**Text passage**
26The questionnaires are almost identical in all the countries. The sole adaptations regard cultural (religion, ethnic groups) and family variables (no polygamous unions and no reference to the family nucleus in households in Ghana and Congo; no reference to fostered children in MAFE-Senegal). The same data entry programs were used in all countries (thanks to a multi-lingual design), so the MAFE datasets, designed to facilitate comparisons across time and countries, have exactly the same structure wherever the survey took place. 
III – Sampling problems
27Building a representative sample for a survey of international migrants is a challenging task in most countries. The relatively small numbers of migrants and, even more so, of return migrants, the vulnerability of certain individuals (undocumented migrants) and the lack of appropriate sampling frames are all major obstacles. A range of methods have been tested, sometimes on an experimental basis, but none of them have proved ideal (Groenewold and Bilsborrow, 2008; McKenzie and Mistiaen, 2009). In this highly constrained methodological context, the aim of this Section is to explain the sampling strategies used in MAFE and to document the problems encountered.

**Directions**
1 - Update the MAFE survey passage by giving it again between "26The questionnaires are" and "survey took place.", inclusive, with "data entry programs" replaced by "data entry software".
2 - According to the MAFE survey passage, in which country's survey did the questionnaire make no reference to fostered children?
3 - Resume the MAFE survey passage, continuing on from its final sentence.
The items that come next are drawn from a different source.

**Material shown**

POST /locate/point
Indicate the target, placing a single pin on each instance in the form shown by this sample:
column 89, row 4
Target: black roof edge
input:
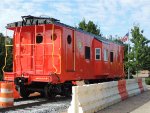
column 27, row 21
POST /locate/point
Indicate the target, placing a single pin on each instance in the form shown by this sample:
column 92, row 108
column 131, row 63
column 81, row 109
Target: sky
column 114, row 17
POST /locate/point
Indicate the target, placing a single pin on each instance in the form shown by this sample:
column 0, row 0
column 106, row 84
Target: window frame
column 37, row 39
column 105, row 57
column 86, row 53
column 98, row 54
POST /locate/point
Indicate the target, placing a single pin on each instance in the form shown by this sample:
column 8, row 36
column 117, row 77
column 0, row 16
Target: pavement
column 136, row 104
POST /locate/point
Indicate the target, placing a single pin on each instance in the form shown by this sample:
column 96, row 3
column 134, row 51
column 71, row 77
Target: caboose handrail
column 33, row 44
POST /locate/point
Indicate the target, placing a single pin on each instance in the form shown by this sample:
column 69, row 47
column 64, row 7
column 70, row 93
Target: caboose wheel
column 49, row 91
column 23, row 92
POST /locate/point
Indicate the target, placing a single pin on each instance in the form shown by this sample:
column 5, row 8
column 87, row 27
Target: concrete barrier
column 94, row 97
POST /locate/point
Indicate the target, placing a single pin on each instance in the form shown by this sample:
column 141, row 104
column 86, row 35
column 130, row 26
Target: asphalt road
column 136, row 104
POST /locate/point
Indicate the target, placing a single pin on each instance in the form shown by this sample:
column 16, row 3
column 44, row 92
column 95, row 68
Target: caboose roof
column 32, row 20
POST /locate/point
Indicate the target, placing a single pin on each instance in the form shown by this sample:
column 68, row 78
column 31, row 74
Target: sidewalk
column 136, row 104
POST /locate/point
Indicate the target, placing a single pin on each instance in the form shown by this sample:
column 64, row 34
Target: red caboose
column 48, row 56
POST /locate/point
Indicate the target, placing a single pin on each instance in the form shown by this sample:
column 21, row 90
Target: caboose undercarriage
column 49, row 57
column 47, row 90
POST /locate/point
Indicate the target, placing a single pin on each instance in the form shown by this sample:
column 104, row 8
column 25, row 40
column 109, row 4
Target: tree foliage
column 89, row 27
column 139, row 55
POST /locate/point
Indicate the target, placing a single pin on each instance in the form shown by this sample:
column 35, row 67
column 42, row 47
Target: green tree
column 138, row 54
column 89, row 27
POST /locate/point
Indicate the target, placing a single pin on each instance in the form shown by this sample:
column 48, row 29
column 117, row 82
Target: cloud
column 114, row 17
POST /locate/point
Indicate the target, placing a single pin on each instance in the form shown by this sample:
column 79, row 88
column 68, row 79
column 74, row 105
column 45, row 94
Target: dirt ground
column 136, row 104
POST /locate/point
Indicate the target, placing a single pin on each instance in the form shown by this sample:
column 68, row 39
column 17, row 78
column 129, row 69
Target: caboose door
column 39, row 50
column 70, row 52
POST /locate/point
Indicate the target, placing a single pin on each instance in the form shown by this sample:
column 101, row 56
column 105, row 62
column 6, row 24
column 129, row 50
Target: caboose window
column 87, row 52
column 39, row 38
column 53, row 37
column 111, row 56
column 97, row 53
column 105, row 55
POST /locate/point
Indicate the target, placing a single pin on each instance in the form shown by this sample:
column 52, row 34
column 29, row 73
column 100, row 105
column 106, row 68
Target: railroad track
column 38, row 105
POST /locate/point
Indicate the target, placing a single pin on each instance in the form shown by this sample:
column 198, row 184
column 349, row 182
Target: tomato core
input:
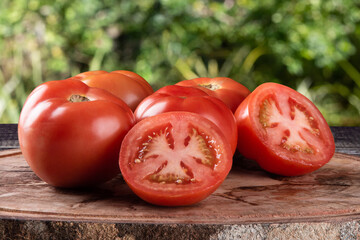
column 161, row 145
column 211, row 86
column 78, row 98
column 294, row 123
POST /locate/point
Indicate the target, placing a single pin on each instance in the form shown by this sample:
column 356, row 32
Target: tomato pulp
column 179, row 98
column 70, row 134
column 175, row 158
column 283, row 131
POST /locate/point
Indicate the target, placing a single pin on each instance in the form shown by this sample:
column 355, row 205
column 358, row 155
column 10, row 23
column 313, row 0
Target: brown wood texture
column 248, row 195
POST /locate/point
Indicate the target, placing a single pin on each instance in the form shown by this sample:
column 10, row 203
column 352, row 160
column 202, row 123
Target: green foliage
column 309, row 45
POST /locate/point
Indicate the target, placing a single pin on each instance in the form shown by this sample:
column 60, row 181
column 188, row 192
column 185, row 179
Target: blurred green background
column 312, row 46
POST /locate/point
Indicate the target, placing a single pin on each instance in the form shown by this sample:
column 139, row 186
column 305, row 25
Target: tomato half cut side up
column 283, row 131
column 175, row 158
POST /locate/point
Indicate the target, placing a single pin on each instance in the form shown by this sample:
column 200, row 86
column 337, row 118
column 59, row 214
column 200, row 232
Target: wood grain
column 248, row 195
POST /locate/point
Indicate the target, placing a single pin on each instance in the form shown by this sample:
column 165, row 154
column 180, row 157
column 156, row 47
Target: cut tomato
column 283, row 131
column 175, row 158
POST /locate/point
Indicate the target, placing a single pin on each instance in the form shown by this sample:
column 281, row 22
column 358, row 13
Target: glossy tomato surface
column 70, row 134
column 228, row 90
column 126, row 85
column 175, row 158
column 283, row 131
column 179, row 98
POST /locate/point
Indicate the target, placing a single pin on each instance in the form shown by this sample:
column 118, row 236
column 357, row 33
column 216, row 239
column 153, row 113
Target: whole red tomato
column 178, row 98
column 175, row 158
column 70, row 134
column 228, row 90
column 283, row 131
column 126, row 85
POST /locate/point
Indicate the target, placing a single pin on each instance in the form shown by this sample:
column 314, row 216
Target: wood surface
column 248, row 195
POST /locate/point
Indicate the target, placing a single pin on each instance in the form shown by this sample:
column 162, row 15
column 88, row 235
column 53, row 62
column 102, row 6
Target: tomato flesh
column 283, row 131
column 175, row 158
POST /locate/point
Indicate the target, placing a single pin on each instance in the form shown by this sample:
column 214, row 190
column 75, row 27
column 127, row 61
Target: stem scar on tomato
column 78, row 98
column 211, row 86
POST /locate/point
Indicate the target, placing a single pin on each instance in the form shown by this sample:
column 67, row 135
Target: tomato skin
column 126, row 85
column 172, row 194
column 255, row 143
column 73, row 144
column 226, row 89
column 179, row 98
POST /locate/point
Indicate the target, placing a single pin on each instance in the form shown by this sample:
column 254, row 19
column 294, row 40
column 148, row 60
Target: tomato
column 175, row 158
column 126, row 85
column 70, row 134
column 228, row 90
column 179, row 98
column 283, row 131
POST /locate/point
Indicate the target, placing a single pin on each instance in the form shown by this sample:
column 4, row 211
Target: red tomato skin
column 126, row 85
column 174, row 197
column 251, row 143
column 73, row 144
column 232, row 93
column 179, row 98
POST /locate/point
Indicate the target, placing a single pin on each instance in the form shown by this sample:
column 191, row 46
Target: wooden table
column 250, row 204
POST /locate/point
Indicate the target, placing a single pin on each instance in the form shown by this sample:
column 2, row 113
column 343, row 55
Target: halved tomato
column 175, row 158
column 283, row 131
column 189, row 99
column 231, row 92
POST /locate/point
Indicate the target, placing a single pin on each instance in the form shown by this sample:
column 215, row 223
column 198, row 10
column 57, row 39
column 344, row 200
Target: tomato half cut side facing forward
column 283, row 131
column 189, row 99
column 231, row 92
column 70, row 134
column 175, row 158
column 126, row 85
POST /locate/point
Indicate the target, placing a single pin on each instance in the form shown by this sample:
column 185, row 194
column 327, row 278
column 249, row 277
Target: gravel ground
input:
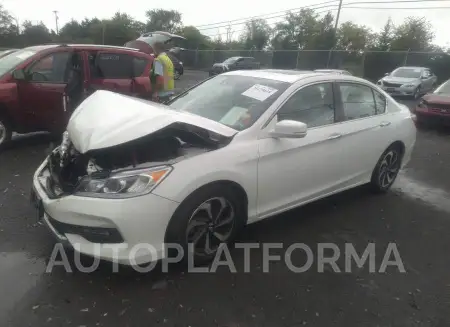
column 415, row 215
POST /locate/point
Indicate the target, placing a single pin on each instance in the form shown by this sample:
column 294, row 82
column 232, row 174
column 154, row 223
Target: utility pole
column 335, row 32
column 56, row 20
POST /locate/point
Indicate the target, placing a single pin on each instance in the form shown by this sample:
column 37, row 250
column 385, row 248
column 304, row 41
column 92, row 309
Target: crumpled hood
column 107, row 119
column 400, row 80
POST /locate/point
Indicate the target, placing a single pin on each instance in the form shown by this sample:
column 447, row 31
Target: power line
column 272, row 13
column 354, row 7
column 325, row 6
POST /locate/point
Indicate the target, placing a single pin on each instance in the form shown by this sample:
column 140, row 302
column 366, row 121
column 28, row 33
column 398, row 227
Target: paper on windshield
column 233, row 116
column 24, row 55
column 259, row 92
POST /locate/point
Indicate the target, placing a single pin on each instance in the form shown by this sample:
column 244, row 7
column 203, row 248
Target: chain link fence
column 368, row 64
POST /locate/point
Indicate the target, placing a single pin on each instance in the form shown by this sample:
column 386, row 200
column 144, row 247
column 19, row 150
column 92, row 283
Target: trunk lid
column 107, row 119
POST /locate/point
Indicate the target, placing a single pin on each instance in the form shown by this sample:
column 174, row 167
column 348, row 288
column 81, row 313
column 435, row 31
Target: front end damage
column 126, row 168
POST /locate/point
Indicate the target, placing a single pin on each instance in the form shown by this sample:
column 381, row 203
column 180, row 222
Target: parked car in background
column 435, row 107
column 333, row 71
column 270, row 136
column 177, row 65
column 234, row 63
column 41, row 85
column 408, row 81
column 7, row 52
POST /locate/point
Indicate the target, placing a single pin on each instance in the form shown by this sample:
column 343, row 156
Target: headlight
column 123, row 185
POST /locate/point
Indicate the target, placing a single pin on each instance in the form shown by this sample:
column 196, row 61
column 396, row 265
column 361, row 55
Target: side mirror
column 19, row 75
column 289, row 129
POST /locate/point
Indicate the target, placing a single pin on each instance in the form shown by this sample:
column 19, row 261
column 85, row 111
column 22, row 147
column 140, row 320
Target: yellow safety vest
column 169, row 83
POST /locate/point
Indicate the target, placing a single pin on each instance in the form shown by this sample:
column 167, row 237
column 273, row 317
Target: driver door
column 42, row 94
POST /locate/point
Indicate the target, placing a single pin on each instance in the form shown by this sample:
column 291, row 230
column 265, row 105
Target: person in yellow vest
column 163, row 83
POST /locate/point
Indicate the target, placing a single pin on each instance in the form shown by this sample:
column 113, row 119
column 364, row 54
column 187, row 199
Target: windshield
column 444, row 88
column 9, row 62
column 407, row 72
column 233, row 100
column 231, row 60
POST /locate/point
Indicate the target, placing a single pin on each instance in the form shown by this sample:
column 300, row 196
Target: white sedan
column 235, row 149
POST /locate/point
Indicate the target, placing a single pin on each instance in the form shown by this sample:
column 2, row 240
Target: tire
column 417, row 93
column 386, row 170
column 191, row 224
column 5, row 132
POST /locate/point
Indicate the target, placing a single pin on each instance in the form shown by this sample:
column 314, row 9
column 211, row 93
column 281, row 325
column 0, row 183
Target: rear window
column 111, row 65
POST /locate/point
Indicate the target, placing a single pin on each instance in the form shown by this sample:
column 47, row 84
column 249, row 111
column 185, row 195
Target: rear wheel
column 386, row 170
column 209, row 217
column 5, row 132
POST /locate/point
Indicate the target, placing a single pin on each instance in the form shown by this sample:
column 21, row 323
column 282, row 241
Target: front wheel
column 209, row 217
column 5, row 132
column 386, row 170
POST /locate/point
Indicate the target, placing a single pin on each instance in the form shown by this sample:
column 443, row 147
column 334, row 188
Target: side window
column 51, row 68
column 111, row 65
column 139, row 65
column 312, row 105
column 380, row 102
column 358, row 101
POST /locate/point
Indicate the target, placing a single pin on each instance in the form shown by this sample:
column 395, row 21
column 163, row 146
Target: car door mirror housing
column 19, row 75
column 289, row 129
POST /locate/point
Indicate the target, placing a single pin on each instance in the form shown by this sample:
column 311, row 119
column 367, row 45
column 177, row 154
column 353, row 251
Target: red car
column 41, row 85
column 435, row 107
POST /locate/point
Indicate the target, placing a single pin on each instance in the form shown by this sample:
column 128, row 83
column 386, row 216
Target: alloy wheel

* * *

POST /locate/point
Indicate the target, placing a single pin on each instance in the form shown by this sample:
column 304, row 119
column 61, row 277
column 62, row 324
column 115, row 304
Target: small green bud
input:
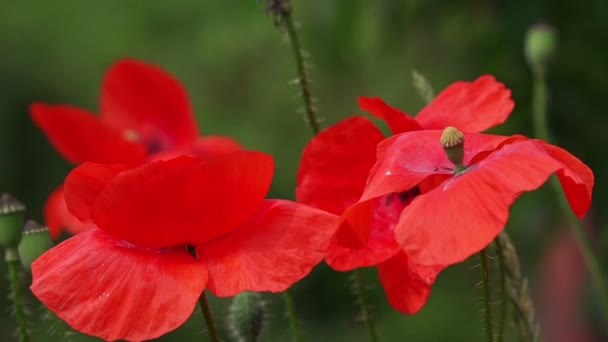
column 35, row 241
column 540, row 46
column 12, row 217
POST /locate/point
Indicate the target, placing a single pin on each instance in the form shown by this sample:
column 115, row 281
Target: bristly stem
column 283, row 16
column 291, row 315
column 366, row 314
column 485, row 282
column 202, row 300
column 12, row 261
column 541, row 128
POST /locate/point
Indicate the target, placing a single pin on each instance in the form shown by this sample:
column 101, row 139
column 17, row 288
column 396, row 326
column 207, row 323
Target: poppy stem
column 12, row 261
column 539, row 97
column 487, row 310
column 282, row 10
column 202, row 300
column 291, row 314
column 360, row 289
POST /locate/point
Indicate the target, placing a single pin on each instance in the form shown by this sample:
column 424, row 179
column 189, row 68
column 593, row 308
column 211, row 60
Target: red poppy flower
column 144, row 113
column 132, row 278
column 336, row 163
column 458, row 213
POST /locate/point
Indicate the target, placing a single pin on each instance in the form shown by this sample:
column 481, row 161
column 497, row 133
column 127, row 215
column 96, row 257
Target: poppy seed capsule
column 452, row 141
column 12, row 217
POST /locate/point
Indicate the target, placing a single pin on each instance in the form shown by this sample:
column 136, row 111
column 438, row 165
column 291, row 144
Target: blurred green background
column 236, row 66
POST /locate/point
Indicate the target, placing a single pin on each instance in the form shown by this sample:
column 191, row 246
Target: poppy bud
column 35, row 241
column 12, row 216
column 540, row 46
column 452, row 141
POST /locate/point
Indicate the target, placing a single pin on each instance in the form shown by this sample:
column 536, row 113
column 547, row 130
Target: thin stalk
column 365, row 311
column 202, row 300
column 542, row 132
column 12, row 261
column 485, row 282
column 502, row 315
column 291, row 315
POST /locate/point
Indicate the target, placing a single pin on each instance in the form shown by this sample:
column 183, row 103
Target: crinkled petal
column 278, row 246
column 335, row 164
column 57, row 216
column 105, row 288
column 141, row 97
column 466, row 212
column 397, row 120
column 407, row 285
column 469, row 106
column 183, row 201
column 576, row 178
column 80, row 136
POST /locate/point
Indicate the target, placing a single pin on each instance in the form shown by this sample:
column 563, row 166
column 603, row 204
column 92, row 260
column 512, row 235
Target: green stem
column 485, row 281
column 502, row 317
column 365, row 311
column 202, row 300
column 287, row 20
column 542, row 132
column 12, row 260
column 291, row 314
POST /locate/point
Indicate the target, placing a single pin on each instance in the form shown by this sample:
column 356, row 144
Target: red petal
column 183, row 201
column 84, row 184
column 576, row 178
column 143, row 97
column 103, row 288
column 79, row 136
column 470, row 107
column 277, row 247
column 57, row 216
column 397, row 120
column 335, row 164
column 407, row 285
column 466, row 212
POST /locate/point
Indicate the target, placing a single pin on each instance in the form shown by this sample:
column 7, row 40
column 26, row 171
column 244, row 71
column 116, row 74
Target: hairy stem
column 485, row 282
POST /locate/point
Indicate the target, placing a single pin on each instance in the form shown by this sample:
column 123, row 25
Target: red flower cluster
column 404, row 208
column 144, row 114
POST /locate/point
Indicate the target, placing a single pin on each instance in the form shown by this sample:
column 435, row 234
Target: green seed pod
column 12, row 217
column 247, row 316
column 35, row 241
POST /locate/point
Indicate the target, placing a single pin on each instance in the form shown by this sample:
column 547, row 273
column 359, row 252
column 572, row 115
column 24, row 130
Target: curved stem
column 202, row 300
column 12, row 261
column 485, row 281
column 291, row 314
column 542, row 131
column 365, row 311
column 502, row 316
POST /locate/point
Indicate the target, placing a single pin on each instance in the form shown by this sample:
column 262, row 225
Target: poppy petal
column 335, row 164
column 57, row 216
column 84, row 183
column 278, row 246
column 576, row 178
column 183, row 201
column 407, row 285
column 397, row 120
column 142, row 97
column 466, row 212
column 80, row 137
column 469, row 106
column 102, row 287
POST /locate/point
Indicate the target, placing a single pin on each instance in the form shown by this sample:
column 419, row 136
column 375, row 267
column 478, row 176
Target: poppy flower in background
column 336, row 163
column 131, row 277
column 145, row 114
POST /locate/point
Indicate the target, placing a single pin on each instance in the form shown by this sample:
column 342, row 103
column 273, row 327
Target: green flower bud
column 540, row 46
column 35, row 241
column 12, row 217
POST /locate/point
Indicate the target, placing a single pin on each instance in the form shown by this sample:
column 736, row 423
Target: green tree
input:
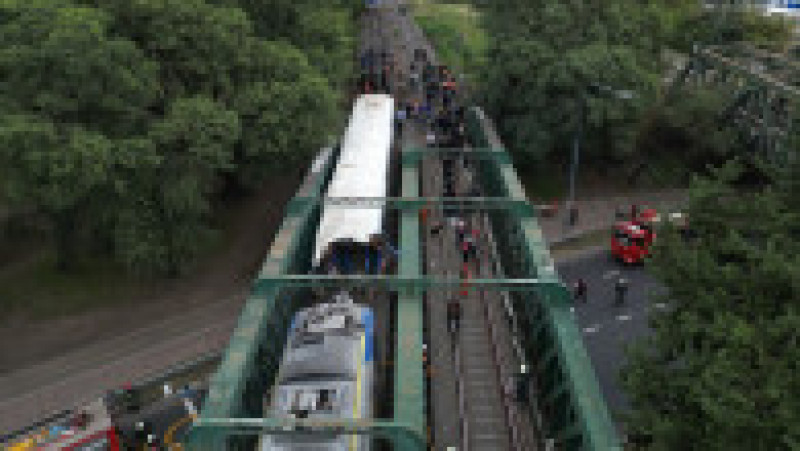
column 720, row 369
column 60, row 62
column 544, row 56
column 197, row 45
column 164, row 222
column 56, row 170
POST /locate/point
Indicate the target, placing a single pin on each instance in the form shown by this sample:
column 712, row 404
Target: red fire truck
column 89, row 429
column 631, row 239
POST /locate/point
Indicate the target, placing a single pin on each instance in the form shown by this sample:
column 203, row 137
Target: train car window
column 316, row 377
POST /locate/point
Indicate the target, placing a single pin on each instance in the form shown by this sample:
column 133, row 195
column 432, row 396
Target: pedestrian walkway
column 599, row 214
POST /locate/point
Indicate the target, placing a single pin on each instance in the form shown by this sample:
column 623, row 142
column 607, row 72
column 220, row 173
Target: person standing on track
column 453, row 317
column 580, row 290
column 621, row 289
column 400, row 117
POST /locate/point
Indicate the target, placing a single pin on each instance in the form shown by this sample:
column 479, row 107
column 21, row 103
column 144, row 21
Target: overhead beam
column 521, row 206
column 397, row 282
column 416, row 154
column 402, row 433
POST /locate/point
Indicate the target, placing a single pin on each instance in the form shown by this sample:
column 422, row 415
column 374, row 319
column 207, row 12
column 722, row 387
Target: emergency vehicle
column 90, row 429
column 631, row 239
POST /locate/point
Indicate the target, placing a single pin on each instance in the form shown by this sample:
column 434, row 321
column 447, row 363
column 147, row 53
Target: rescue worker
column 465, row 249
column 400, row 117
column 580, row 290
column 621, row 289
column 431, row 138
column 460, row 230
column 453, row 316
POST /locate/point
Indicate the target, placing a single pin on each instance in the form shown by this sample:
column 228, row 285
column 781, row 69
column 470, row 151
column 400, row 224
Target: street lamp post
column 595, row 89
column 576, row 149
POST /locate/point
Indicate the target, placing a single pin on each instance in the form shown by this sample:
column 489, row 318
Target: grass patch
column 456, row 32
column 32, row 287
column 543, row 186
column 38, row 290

**Answers for the exercise**
1 -
26The questionnaires are almost identical in all the countries. The sole adaptations regard cultural (religion, ethnic groups) and family variables (no polygamous unions and no reference to the family nucleus in households in Ghana and Congo; no reference to fostered children in MAFE-Senegal). The same data entry software were used in all countries (thanks to a multi-lingual design), so the MAFE datasets, designed to facilitate comparisons across time and countries, have exactly the same structure wherever the survey took place.

2 - Senegal, in MAFE-Senegal.

3 -
Finding an acceptable compromise
28As mentioned earlier, the fundamental objective of the MAFE project was to produce data for comparison of migrants, return migrants and non-migrants. MAFE employed two techniques that can be used to simultaneously produce information on these three categories of individuals, who, by definition, live in different countries. The first technique consists in creating a sample of households in the origin country to describe their members (mostly non-migrants, sometimes return migrants) and migrants “associated” with the households, irrespective of their destination (Table 2). The other technique involves carrying out a multi-site survey by interviewing return migrants and non-migrants in their countries of origin and migrants in their destination countries. A perfect sample would include a sub-sample representative of the population of the origin country along with dispersed sub-samples representative of the entire migrant population in the rest of the world. Of course, given the dispersion of migrants across the globe, such an approach is totally unfeasible, as it would require a quasi-worldwide survey. Multi-site surveys, by nature, call for a compromise that consists in selecting at least one destination country. Thus far, MAFE is the only project to have surveyed several destinations for one origin. For each African origin country, the project decided to systematically select the former colonial capital and at least one new destination. In fact, just two or three destination countries were chosen, and they are all located in Europe (Table 1). Other destination countries are not entirely absent from the MAFE project, however; they are included in the data collected on migrants from households in the origin countries and also figure in the migration histories of international migrants interviewed in Europe and Africa.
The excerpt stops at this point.